» **Exercise task**: Gather every line in the collected data below that contains the word "green", and copy each one in full. Case counts.

[Collected data]
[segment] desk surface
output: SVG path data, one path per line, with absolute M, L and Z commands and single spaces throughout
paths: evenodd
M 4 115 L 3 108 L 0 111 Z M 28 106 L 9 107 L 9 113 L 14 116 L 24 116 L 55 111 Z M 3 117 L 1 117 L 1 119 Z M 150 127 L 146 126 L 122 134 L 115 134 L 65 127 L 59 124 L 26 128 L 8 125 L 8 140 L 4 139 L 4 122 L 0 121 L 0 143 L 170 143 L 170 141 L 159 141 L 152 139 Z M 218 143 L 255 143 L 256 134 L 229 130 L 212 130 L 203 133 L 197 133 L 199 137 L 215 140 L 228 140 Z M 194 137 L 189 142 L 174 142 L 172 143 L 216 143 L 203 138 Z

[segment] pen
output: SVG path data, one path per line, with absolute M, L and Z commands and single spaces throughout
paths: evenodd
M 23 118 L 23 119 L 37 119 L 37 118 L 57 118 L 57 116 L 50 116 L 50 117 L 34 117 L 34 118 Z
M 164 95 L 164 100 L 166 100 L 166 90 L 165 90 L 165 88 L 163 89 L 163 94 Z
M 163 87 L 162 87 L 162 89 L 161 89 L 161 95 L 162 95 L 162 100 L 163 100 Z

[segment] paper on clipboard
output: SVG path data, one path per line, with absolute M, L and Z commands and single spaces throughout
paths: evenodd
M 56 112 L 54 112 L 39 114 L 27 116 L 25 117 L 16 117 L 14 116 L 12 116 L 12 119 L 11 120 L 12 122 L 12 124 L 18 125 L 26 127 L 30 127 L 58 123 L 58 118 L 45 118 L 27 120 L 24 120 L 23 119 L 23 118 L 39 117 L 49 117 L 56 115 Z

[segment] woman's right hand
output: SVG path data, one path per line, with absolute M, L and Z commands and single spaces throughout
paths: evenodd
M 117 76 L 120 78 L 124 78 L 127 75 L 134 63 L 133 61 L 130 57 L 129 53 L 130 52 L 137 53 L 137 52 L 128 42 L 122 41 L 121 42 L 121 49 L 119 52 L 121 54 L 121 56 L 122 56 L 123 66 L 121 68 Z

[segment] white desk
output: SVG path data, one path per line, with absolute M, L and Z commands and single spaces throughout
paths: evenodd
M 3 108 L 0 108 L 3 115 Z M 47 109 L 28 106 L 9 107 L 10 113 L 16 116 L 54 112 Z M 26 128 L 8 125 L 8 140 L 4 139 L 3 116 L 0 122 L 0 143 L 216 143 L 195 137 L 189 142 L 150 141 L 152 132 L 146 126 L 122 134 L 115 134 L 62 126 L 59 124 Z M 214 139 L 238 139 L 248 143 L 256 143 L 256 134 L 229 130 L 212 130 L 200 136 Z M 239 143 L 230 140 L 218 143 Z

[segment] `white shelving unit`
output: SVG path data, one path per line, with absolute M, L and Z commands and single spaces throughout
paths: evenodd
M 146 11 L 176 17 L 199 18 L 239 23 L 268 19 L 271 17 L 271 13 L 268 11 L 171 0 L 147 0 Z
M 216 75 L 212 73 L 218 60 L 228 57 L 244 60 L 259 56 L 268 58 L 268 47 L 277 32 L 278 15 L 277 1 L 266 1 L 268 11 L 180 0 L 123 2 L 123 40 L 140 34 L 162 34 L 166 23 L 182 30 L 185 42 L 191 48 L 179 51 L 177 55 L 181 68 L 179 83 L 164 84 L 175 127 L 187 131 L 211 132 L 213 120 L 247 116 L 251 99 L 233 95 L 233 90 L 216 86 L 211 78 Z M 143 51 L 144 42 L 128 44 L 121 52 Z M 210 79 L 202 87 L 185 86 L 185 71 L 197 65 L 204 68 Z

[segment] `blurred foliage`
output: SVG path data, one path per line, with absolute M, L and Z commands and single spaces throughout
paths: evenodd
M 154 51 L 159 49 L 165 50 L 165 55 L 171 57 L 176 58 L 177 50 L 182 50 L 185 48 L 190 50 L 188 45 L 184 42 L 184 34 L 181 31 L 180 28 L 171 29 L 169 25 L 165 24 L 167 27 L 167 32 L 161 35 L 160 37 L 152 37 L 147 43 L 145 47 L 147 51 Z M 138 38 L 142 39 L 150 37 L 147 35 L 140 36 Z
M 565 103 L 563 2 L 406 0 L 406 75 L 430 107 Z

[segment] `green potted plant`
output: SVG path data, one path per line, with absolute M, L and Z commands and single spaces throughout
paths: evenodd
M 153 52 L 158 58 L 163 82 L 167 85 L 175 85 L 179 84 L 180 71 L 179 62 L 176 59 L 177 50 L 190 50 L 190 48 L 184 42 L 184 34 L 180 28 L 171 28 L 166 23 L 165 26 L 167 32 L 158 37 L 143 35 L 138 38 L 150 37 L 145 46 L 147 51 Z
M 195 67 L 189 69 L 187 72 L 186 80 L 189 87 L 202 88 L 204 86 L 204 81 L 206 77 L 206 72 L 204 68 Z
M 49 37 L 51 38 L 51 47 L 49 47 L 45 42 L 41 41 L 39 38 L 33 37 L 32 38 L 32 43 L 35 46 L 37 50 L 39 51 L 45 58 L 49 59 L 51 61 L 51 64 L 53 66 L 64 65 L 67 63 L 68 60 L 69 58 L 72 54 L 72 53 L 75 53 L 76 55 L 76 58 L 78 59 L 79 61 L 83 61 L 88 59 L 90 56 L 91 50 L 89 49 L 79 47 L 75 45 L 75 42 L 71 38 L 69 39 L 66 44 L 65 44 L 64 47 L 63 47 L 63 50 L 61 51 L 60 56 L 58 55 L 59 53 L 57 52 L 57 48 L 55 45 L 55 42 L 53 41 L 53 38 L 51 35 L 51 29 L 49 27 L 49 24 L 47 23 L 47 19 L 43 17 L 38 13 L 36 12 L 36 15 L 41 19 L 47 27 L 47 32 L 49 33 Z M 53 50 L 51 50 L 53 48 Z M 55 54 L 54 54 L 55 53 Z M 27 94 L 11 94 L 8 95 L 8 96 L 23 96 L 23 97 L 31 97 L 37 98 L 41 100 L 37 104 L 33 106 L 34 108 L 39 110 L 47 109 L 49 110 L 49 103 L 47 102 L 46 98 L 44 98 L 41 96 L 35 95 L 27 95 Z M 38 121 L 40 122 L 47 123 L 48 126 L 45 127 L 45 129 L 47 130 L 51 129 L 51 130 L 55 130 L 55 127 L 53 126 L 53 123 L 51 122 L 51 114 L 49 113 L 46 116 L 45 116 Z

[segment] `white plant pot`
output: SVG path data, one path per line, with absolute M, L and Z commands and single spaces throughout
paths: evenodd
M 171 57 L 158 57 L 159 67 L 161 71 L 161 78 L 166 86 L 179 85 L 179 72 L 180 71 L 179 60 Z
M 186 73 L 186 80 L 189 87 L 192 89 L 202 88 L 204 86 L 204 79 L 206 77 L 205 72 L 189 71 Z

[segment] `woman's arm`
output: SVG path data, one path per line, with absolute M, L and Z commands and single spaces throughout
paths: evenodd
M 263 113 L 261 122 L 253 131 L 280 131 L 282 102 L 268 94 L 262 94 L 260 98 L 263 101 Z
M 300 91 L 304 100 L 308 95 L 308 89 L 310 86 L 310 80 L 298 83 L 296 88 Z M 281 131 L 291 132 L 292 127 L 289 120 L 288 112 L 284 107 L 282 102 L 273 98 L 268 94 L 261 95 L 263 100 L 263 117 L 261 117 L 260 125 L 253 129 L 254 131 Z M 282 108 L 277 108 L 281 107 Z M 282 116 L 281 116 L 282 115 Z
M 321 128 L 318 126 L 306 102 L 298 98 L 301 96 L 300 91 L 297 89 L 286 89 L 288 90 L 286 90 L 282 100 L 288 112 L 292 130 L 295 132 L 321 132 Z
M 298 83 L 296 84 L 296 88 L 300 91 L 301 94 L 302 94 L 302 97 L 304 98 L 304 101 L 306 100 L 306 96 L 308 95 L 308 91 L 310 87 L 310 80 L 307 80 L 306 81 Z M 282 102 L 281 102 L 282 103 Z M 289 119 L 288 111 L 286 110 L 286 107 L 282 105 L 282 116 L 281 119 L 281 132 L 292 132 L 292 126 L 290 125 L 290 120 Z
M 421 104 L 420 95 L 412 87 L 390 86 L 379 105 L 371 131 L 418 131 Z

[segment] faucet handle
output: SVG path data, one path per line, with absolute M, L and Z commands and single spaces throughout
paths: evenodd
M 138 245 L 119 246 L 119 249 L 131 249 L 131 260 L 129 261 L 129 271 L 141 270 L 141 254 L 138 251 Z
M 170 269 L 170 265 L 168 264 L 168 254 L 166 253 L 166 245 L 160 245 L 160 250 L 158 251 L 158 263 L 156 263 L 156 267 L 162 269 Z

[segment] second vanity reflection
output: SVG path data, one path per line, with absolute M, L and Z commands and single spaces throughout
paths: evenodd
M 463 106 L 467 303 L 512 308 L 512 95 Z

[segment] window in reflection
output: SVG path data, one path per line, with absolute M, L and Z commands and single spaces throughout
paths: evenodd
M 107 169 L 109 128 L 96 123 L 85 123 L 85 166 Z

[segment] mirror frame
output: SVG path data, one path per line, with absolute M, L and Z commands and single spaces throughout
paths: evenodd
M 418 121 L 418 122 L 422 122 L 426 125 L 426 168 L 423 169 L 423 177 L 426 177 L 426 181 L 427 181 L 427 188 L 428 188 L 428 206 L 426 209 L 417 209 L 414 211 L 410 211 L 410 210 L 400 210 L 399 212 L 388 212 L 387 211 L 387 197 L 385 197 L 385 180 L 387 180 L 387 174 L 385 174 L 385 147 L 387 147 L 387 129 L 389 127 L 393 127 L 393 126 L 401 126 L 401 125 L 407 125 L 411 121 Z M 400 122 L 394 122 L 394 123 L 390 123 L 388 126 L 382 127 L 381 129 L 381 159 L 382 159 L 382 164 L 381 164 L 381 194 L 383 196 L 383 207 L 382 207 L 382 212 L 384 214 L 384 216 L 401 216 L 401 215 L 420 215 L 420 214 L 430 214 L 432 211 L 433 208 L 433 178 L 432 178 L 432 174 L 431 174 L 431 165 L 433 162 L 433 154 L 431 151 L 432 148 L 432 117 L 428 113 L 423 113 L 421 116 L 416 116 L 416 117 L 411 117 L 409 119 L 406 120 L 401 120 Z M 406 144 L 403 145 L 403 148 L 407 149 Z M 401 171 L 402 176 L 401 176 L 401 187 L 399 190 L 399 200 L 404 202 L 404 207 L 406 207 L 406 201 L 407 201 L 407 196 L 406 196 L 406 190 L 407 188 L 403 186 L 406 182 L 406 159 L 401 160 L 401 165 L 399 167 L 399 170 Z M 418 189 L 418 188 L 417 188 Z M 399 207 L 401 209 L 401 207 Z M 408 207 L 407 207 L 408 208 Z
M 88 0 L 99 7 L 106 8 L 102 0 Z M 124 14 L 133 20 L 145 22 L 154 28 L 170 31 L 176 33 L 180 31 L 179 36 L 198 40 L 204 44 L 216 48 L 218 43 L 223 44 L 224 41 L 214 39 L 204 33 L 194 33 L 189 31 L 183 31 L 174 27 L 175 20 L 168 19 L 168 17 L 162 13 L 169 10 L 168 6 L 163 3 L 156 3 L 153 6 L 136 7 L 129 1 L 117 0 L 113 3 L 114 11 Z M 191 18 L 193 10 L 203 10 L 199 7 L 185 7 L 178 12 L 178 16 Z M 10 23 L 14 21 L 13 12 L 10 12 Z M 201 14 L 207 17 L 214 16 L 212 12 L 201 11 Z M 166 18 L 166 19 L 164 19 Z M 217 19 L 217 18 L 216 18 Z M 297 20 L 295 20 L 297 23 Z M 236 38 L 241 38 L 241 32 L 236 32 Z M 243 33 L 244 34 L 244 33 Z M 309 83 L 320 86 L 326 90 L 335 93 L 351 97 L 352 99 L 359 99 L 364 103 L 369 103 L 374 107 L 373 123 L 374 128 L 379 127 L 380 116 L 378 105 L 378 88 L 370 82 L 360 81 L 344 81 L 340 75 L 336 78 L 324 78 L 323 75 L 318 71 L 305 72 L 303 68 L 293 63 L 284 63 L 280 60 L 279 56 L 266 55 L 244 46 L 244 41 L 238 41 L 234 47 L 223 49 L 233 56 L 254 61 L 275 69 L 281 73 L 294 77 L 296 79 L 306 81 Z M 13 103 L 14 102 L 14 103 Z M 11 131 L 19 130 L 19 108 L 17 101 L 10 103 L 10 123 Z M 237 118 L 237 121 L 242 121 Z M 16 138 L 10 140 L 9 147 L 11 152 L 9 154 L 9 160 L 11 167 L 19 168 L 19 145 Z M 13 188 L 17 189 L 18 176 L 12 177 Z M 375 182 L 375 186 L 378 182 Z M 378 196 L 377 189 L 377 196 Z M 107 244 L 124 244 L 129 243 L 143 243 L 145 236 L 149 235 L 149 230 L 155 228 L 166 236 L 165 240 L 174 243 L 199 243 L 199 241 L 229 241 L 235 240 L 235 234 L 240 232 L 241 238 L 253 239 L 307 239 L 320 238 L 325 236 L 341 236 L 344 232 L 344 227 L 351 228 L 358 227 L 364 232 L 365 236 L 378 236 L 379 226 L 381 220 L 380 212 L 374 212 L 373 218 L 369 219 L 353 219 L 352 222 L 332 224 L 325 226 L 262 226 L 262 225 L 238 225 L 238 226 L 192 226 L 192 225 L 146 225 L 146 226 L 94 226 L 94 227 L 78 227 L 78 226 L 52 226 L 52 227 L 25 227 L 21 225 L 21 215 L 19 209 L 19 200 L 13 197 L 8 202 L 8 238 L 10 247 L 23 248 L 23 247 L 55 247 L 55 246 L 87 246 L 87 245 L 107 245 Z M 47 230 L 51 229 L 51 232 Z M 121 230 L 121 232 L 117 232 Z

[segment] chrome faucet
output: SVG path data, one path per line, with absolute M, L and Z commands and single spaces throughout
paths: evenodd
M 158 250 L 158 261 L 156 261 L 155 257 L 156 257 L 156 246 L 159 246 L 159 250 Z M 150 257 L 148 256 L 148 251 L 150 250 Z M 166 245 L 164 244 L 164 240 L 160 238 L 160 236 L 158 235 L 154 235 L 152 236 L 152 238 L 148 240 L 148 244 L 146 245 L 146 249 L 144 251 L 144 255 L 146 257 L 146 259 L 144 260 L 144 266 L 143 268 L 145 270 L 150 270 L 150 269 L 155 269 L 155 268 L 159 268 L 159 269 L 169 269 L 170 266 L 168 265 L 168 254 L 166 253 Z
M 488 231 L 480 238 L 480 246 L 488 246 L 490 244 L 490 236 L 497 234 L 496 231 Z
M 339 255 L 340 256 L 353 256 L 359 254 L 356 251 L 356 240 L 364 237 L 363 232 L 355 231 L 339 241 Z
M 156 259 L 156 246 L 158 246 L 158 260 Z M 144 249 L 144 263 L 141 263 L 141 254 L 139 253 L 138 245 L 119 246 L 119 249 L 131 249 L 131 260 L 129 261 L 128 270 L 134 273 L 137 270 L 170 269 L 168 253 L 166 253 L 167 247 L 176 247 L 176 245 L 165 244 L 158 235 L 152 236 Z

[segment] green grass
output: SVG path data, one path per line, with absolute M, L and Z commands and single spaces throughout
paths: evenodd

» **Complete answer**:
[segment] `green potted plant`
[segment] green grass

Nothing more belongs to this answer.